** Things to do **
(1) Repeat the part of the abstract on cell culture media that begins at the words "May 8-13, 2016" and stops after the words "and data analysis.".
(2) According to the abstract on cell culture media, how many runs does the definitive screening design require with 15 factors?

May 8-13, 2016
Process understanding is an essential component of QbD principles. Cell culture media composition can impact many process performance parameters such as viable cell density, product yield and product quality attributes. In order to enhance process understanding and exert better process control, numerous media supplements have previously been tested. However, their combinatorial effects on process and product quality have largely been unexplored. This is partially due to the resource and efforts required to execute relatively large size of experiment and data analysis.
Recent advancement in modern design of experiment methodology has alleviated this issue. The definitive screening design (DSD) allows for screening a large number of main effects unaliased with two-factor interactions, estimating some quadratic effects, and differentiating two-factor interactions that are only partially aliased with a significantly reduced experiment size compared to traditional fractional factorial and alphabetic-optimal designs. With 15 factors, the DSD only requires 33 runs. In comparison, the 33-run D-optimal design with 1 center point will have aliases among the 15 main effects and two-factor interactions. Although the 33-run 215 fractional factorial with 1 center point does allow estimating the main effects independently, most of the two-factor interactions are confounded with other two-factor interactions and no independent quadratic effects can be estimated.

Saved entries

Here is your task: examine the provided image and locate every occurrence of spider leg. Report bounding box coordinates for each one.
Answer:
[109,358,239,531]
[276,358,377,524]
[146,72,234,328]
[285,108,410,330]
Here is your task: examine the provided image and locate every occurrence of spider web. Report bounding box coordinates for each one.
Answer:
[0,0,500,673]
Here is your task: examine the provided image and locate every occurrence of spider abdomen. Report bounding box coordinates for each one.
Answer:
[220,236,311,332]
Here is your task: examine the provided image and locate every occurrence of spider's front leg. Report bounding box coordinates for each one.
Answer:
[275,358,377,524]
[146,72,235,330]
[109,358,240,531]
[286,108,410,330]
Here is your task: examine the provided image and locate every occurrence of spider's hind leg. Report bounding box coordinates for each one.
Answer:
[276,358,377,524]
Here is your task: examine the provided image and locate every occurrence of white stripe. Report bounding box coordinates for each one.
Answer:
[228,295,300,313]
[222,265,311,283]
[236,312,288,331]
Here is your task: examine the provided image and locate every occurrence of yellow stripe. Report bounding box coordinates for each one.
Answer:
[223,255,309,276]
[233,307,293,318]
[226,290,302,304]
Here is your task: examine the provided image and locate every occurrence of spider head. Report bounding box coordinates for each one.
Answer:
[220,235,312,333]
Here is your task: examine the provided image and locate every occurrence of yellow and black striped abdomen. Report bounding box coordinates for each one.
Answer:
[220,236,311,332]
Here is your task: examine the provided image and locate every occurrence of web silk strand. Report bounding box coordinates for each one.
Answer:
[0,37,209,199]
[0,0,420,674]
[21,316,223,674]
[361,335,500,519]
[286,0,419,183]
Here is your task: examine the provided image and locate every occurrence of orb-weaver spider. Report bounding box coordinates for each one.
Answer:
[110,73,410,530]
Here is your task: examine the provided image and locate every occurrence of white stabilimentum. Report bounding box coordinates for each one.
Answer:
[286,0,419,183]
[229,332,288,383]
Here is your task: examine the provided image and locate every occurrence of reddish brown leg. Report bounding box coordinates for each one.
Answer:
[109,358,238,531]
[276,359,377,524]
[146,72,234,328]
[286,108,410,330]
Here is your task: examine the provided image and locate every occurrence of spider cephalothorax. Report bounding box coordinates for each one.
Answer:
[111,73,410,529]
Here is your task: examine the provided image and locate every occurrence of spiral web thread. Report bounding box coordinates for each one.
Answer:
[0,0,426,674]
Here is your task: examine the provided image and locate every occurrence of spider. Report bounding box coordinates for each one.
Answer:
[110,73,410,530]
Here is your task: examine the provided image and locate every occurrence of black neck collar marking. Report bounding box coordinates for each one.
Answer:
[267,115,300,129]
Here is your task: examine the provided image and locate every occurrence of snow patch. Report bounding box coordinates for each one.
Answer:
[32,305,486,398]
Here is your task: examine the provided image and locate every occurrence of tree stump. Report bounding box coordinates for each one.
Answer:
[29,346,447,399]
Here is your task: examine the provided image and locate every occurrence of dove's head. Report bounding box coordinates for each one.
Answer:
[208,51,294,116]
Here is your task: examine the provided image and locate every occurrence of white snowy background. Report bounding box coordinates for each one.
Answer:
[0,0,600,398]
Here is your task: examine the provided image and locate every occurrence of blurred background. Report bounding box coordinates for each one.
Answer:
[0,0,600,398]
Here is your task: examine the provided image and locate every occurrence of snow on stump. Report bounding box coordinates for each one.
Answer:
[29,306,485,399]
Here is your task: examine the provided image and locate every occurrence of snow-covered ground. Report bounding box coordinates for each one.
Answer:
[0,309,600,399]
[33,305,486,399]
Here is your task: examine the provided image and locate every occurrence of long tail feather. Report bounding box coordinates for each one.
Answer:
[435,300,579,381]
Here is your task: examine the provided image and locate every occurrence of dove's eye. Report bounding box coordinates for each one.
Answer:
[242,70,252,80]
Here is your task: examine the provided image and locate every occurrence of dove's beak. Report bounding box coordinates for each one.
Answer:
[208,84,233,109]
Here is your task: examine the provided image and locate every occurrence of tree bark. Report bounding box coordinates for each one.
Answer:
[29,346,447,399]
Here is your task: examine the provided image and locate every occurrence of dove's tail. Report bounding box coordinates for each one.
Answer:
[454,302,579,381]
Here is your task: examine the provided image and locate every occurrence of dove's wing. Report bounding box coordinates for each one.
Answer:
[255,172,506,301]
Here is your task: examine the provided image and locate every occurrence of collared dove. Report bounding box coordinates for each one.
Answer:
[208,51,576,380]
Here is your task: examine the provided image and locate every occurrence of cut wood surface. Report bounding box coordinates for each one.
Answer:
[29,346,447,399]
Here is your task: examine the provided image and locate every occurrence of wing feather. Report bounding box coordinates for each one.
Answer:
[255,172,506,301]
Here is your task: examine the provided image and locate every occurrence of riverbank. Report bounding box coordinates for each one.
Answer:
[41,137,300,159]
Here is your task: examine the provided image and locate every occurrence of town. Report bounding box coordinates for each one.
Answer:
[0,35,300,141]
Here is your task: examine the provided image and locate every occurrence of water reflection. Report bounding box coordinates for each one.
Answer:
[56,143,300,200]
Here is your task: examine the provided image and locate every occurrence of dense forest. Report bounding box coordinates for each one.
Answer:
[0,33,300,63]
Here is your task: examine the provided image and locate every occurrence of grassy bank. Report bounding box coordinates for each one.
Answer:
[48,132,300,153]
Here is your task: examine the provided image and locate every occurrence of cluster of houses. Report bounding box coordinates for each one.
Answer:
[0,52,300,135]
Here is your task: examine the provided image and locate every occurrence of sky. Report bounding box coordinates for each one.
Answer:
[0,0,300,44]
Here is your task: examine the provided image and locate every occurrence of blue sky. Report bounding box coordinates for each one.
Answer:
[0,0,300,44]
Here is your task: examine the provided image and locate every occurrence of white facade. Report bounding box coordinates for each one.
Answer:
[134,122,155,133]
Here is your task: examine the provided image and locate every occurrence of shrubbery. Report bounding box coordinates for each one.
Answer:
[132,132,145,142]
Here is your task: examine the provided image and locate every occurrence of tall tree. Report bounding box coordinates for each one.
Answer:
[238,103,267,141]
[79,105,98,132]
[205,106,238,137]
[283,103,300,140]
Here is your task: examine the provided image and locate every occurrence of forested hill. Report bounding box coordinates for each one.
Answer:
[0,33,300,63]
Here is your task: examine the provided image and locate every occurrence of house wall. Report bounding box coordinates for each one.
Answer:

** Expected responses **
(1)
May 8-13, 2016
Process understanding is an essential component of QbD principles. Cell culture media composition can impact many process performance parameters such as viable cell density, product yield and product quality attributes. In order to enhance process understanding and exert better process control, numerous media supplements have previously been tested. However, their combinatorial effects on process and product quality have largely been unexplored. This is partially due to the resource and efforts required to execute relatively large size of experiment and data analysis.

(2) 33 runs.